Task directions - Render the listing below as a numbered list, leaving out any blank lines.

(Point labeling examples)
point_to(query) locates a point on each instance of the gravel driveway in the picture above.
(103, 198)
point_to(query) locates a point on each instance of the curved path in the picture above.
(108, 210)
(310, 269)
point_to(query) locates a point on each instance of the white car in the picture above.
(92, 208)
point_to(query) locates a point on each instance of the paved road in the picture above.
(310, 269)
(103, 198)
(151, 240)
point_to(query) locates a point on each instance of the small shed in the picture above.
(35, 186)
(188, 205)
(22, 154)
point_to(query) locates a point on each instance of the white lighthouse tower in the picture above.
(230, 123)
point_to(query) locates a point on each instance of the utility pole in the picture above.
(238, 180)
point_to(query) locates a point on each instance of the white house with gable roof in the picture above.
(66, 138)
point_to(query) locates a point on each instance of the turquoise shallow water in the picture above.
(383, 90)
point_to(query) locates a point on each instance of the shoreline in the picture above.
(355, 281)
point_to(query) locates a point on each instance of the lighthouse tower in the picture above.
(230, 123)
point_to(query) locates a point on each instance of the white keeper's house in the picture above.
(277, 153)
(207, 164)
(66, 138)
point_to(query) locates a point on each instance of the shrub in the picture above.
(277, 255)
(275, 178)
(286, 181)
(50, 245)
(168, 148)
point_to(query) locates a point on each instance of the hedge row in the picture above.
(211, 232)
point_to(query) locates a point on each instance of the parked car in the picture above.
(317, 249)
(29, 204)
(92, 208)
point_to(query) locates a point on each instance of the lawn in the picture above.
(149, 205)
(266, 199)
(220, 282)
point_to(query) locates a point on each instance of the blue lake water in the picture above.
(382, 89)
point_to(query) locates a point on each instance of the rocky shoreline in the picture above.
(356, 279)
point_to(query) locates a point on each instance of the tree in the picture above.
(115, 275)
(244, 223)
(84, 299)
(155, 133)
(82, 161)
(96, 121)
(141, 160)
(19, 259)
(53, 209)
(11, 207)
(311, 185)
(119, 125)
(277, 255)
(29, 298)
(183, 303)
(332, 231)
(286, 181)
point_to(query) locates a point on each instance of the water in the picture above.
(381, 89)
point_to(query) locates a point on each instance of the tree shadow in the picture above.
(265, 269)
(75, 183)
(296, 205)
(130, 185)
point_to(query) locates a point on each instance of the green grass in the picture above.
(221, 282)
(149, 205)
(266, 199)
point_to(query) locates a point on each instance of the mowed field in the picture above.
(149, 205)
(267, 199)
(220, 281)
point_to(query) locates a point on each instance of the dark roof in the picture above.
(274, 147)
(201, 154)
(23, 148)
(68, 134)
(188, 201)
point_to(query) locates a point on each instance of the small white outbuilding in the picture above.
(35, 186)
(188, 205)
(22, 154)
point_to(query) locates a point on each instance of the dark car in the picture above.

The reply -
1. point_to(query) locates a point on each instance of the gravel driveway in the picture above.
2. (103, 198)
3. point_to(query) locates a point on each instance of the curved path in the picture above.
4. (108, 210)
5. (310, 269)
6. point_to(query) locates a point on each instance of the white car in the picture above.
7. (92, 208)
8. point_to(query) locates a point on each instance of the paved road in the picture above.
9. (310, 269)
10. (103, 198)
11. (151, 240)
12. point_to(query) locates a point on each instance of the small shed in the picture above.
13. (35, 186)
14. (188, 205)
15. (22, 154)
16. point_to(query) locates a point on each instance of the white lighthouse tower in the picture above.
17. (230, 123)
18. point_to(query) locates a point on each instance of the utility pole in the picture above.
19. (238, 180)
20. point_to(query) locates a point on each instance of the white house with gable roof in the picture above.
21. (66, 138)
22. point_to(query) locates a point on each instance of the turquoise shallow water in the picture above.
23. (383, 90)
24. point_to(query) locates a point on each instance of the shoreline in the picture above.
25. (355, 281)
26. point_to(query) locates a point on each instance of the lighthouse tower in the picture above.
27. (230, 123)
28. point_to(query) locates a point on each instance of the white keeper's house in the picture above.
29. (277, 153)
30. (207, 164)
31. (66, 138)
32. point_to(query) locates a point on each instance of the shrub in the picture above.
33. (277, 255)
34. (275, 178)
35. (286, 181)
36. (50, 245)
37. (168, 148)
38. point_to(query) locates a point on each instance of the hedge row in the picture above.
39. (211, 232)
40. point_to(query) locates a point on each instance of the parked car in the picture above.
41. (317, 249)
42. (29, 204)
43. (92, 208)
44. point_to(query) locates a point on each instance of the lawn in the picture above.
45. (149, 205)
46. (266, 199)
47. (220, 282)
48. point_to(query) locates a point on each instance of the blue lake water in the picture above.
49. (382, 89)
50. point_to(query) locates a point on each instance of the rocky shoreline in the picture above.
51. (356, 279)
52. point_to(query) locates a point on each instance of the tree in the picture above.
53. (115, 275)
54. (244, 223)
55. (84, 299)
56. (155, 133)
57. (82, 161)
58. (96, 121)
59. (141, 160)
60. (19, 259)
61. (53, 209)
62. (11, 207)
63. (311, 185)
64. (119, 125)
65. (277, 255)
66. (29, 298)
67. (183, 303)
68. (332, 231)
69. (286, 181)
70. point_to(query) locates a point on each instance of the water in the picture above.
71. (381, 89)
72. point_to(query) locates a point on each instance of the tree shadow in the picture above.
73. (265, 269)
74. (75, 183)
75. (296, 205)
76. (130, 185)
77. point_to(query) locates a point on each instance of the green grass in the picture above.
78. (221, 282)
79. (149, 205)
80. (266, 199)
81. point_to(query) locates a point on each instance of the mowed field in the picture above.
82. (149, 205)
83. (267, 199)
84. (220, 281)
85. point_to(query) locates a point on each instance of the dark roof in the picture above.
86. (274, 147)
87. (201, 154)
88. (23, 148)
89. (68, 134)
90. (188, 201)
91. point_to(query) locates a point on each instance of the small white outbuilding in the picture above.
92. (35, 186)
93. (188, 205)
94. (22, 154)
95. point_to(query) locates a point on each instance of the dark car in the picture above.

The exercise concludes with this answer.